* Task objective:
Please output the records unchanged, from the line containing "Task: Where can the player's thigh" through the line containing "55], [273, 118]]", with both of those lines included. Leave out every other line.

* Records for the exercise:
• • • •
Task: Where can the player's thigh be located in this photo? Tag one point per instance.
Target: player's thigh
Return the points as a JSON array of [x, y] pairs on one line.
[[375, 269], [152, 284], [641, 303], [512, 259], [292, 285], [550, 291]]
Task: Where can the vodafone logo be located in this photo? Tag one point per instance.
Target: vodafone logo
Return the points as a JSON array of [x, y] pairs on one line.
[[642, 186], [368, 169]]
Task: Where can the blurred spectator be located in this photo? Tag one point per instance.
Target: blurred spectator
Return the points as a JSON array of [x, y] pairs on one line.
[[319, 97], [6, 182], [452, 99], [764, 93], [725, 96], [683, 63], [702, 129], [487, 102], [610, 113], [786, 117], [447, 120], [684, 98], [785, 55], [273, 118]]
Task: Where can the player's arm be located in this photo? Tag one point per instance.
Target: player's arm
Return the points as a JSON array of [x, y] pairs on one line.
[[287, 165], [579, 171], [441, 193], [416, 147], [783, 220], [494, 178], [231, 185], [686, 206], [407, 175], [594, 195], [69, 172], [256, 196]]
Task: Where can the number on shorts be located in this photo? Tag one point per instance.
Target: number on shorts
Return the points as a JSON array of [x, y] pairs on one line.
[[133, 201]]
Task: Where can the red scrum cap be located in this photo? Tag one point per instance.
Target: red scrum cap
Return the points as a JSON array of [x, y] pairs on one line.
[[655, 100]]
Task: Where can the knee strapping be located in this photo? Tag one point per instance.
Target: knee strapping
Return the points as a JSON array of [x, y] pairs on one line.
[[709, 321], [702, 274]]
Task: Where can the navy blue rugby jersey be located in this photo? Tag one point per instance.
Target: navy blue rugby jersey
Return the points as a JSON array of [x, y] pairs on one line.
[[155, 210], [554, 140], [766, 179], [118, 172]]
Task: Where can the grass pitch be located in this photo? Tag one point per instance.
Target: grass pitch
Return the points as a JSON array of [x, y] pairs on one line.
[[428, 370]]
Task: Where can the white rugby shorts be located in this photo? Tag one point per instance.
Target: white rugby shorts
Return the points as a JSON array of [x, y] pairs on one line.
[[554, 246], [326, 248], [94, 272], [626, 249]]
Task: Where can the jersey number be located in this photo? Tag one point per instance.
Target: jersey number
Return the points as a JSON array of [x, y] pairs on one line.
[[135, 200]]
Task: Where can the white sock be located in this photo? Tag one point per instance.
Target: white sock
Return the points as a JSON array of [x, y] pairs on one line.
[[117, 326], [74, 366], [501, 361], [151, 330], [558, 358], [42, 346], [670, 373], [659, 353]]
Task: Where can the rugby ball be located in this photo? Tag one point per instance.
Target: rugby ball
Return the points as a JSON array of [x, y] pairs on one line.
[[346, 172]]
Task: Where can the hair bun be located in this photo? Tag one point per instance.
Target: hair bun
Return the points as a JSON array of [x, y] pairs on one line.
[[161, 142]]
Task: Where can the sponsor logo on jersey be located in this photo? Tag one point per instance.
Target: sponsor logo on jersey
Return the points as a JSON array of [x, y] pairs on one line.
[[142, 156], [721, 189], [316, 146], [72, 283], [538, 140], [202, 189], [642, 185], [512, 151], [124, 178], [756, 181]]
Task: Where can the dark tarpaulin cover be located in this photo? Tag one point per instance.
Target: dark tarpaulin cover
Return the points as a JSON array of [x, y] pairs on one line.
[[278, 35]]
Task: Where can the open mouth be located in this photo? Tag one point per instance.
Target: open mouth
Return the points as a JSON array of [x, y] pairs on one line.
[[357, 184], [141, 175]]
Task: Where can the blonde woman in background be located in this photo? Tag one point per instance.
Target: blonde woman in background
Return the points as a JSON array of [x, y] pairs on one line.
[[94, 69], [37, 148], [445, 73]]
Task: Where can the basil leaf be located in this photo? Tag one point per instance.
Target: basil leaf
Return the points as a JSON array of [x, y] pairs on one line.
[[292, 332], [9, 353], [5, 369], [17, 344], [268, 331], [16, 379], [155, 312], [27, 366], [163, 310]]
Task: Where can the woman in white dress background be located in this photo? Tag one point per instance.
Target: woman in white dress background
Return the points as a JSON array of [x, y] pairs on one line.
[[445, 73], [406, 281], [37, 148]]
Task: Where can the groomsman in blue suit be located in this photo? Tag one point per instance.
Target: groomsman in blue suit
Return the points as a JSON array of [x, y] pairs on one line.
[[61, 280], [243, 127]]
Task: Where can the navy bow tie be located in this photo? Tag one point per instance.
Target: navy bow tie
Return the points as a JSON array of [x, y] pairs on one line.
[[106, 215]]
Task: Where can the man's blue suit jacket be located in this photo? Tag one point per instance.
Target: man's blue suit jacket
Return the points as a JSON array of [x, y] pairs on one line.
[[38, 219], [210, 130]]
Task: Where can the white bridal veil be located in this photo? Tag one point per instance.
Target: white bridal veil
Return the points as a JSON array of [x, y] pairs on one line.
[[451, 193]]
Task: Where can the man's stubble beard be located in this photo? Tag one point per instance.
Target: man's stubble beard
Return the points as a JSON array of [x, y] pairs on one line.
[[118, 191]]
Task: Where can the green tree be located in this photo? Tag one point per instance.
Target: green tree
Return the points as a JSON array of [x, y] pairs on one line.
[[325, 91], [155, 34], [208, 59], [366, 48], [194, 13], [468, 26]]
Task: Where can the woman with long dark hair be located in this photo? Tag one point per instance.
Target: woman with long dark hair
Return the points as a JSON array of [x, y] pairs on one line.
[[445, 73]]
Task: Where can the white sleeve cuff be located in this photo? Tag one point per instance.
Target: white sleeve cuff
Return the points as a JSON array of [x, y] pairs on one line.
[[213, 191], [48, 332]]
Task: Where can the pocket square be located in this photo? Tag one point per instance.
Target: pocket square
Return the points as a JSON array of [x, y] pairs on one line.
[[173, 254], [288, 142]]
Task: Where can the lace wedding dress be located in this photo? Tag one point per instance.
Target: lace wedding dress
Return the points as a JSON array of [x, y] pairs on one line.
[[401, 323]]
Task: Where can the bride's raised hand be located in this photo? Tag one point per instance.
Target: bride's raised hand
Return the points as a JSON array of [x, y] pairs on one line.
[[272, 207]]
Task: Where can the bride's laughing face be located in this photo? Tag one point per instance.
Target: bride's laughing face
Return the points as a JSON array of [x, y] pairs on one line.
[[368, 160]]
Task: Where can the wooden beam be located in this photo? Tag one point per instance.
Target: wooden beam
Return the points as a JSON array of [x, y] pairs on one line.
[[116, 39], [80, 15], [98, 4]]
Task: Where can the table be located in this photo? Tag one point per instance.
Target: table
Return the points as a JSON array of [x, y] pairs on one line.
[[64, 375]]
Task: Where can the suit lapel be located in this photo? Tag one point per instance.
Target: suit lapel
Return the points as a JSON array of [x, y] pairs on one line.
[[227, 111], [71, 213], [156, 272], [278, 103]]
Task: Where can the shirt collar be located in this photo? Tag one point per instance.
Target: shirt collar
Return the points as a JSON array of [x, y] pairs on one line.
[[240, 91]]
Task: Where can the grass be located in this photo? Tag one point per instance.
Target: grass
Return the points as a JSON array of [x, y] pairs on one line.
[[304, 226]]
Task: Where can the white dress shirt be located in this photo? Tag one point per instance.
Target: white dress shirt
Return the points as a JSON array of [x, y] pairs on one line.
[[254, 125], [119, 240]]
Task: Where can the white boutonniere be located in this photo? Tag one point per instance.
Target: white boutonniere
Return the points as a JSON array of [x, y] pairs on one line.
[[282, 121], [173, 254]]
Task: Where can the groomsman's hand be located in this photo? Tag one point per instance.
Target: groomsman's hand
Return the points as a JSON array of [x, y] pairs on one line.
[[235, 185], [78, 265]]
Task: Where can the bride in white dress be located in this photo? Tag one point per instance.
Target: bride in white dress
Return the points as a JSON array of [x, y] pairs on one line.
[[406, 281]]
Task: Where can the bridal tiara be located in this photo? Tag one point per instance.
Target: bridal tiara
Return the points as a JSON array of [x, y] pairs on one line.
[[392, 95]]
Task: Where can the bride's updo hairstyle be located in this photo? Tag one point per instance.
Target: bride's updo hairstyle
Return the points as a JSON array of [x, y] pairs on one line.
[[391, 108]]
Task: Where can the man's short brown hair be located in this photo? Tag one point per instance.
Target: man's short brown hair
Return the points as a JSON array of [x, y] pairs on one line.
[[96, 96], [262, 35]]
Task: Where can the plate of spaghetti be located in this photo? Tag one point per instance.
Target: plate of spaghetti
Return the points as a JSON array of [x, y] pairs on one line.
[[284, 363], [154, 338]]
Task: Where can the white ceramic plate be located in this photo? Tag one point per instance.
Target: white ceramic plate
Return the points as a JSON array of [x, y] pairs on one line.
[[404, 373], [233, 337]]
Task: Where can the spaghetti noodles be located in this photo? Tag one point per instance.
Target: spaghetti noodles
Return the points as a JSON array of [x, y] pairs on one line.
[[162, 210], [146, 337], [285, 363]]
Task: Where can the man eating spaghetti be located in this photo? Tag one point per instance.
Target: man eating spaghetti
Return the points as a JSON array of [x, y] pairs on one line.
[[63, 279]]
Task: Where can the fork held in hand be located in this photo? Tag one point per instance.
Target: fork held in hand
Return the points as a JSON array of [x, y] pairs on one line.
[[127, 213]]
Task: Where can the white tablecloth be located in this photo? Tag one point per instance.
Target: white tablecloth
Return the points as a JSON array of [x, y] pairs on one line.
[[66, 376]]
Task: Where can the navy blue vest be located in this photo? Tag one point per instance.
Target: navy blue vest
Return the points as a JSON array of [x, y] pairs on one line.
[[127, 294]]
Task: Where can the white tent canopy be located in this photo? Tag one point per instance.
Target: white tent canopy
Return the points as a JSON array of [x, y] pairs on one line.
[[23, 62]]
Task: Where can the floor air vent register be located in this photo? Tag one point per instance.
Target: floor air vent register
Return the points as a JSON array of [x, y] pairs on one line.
• • • •
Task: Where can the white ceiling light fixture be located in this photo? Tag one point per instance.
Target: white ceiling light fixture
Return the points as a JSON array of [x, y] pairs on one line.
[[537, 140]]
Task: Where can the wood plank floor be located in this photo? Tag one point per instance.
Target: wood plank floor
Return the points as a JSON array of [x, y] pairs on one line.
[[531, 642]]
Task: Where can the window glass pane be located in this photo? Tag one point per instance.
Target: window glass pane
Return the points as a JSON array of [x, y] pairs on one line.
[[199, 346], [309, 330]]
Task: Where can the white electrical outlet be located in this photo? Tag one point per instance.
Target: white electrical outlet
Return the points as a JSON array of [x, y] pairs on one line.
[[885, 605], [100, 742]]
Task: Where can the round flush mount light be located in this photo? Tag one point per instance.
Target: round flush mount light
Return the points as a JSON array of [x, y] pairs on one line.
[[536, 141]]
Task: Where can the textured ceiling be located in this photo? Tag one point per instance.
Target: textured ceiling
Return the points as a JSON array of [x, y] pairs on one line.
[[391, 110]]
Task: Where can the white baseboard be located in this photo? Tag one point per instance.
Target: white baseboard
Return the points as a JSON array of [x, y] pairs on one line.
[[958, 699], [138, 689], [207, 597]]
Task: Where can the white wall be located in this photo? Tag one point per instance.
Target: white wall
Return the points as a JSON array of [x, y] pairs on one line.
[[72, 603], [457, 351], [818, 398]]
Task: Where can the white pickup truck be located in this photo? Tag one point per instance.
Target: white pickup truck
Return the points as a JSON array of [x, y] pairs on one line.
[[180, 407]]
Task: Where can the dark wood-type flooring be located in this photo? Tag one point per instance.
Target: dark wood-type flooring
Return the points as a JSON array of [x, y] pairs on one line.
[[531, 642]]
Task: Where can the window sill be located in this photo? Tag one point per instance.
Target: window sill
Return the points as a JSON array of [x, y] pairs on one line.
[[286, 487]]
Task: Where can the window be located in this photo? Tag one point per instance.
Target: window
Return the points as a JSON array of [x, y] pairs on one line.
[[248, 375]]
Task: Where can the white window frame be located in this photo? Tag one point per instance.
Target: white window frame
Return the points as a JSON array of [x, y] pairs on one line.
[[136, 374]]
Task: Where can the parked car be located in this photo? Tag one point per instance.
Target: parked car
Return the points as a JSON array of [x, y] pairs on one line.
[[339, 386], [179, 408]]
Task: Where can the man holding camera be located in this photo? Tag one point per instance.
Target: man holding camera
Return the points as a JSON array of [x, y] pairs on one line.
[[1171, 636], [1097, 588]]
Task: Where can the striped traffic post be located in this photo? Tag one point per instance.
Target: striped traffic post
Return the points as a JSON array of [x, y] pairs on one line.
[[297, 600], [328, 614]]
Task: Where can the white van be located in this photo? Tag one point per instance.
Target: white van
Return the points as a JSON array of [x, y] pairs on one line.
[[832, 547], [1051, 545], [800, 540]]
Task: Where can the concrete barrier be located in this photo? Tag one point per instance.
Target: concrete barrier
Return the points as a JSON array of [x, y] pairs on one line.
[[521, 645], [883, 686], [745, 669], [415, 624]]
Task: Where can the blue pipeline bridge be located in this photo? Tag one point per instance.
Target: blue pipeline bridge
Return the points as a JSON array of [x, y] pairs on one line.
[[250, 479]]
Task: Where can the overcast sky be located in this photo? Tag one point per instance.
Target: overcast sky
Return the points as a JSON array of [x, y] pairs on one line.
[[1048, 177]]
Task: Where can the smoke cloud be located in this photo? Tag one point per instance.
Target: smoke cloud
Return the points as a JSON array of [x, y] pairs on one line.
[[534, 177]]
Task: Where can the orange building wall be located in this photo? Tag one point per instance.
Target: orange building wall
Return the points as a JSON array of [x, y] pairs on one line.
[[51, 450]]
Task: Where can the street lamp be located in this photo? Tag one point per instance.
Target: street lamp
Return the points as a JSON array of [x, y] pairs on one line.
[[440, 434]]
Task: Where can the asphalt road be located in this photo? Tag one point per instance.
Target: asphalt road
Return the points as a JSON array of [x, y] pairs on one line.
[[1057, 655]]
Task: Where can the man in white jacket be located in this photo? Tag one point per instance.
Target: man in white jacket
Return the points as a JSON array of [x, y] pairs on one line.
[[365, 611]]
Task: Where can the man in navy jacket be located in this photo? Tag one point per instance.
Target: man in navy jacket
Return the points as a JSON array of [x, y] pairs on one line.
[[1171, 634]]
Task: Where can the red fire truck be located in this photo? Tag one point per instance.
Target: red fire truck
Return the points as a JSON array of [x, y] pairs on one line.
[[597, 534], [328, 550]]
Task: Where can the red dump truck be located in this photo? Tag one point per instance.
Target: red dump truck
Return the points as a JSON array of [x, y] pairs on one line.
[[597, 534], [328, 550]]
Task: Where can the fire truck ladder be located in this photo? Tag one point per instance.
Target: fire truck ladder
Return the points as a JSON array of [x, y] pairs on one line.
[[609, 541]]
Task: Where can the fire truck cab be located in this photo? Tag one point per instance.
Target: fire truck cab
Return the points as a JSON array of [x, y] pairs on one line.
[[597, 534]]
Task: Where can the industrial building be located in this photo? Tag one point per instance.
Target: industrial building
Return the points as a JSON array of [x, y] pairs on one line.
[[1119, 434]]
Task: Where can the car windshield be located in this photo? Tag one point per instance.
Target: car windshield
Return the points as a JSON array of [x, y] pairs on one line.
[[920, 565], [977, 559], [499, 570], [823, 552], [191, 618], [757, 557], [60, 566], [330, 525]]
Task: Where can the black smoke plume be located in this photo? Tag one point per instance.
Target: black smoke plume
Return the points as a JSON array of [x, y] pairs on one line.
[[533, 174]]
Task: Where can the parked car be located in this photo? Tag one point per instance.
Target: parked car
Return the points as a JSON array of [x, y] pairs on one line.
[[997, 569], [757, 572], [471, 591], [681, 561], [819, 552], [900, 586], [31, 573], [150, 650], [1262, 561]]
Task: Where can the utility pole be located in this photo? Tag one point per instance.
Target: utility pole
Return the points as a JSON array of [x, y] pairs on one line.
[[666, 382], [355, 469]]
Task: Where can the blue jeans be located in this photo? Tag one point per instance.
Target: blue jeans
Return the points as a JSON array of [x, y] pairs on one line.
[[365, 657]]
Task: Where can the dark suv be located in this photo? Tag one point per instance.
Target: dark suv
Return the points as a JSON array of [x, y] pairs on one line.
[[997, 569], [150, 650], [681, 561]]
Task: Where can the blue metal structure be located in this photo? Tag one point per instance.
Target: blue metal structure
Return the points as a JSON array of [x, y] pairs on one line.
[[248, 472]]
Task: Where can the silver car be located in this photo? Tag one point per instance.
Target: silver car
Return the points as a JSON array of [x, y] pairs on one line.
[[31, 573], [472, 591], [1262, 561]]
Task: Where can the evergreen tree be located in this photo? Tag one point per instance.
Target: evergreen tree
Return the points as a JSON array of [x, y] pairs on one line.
• • • •
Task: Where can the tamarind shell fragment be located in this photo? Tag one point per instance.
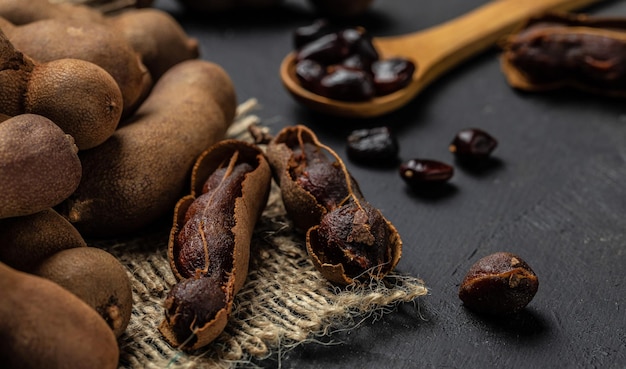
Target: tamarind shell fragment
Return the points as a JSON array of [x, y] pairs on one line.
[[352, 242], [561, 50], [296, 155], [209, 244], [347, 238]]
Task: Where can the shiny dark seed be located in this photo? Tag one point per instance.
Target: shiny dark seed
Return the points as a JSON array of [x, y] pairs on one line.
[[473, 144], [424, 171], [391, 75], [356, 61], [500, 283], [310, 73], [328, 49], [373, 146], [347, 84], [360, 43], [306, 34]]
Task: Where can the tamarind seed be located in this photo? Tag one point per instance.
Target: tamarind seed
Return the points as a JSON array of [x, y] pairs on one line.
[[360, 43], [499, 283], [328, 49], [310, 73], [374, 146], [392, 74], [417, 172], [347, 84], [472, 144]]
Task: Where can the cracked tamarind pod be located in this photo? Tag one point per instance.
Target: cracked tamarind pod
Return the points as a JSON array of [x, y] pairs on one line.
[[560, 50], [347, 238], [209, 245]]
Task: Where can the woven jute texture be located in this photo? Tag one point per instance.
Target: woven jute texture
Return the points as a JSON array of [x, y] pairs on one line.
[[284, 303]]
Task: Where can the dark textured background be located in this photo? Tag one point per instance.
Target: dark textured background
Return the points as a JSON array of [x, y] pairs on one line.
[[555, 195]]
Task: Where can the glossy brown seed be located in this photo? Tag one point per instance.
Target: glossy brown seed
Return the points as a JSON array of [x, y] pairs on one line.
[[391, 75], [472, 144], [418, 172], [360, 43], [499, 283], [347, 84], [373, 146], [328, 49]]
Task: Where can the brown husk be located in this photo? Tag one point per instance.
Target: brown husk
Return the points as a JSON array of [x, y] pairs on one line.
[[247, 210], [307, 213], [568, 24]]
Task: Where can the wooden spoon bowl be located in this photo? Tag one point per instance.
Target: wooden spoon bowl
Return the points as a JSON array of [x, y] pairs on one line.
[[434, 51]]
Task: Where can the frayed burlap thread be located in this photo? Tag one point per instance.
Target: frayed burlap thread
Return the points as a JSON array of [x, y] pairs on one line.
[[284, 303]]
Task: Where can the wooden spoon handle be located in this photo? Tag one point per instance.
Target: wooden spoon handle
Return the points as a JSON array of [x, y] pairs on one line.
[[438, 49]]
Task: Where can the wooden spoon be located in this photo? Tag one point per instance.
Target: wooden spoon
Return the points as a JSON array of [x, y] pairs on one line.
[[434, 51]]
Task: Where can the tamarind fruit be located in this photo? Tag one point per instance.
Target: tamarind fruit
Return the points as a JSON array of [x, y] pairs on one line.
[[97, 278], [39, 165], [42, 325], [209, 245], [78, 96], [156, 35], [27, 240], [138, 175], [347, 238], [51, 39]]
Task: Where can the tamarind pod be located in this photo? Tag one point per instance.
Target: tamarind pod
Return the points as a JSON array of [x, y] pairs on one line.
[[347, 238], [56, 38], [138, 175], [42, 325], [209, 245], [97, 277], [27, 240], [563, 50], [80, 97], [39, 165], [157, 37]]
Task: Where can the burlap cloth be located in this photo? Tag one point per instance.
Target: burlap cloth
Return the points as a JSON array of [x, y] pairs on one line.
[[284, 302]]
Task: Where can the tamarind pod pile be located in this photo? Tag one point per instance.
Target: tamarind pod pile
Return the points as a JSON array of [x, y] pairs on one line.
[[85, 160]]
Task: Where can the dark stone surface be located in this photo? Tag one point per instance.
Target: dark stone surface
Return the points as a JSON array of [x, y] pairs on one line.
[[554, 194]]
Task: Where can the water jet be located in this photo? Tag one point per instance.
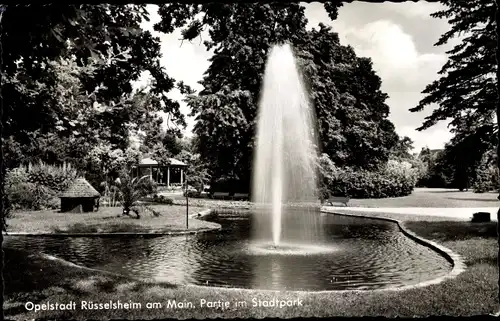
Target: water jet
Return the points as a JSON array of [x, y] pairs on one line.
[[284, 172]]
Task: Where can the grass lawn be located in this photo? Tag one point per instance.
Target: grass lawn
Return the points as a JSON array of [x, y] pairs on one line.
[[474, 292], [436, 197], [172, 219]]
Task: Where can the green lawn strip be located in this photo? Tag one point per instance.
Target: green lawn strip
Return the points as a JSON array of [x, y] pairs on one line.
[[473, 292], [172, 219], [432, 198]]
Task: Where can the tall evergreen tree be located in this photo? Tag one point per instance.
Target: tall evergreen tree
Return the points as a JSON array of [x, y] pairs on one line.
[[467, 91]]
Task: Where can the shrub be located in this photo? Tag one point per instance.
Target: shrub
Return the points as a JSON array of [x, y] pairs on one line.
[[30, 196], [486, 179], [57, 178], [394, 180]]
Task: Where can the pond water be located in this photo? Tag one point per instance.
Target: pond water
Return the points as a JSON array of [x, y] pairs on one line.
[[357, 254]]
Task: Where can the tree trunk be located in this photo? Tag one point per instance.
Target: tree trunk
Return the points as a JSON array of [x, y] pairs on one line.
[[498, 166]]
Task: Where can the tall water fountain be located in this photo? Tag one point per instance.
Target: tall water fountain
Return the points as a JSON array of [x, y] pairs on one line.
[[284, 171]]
• • • •
* Reply to the exercise:
Task: Where can the player's thigh be located in this photo? Tag one point per instance.
Target: player's thigh
Return the points as a JSON array of [x, y] pairs on one line.
[[375, 269], [152, 284], [641, 303], [512, 259], [292, 285], [550, 291]]
Task: Where can the vodafone logo be located in this photo? Tag one point per instance.
Target: vodafone logo
Return the points as a JSON array of [x, y] pairs on one line.
[[642, 186], [368, 169]]
Task: Where can the blurred spectator be located in this photo? Tag one point per instance.
Target: blurred spectator
Return the points as a JSON array of [x, y] pairs on one line.
[[319, 97], [6, 182], [452, 99], [764, 93], [725, 96], [683, 63], [702, 129], [487, 102], [610, 113], [786, 117], [447, 120], [684, 98], [785, 55], [273, 118]]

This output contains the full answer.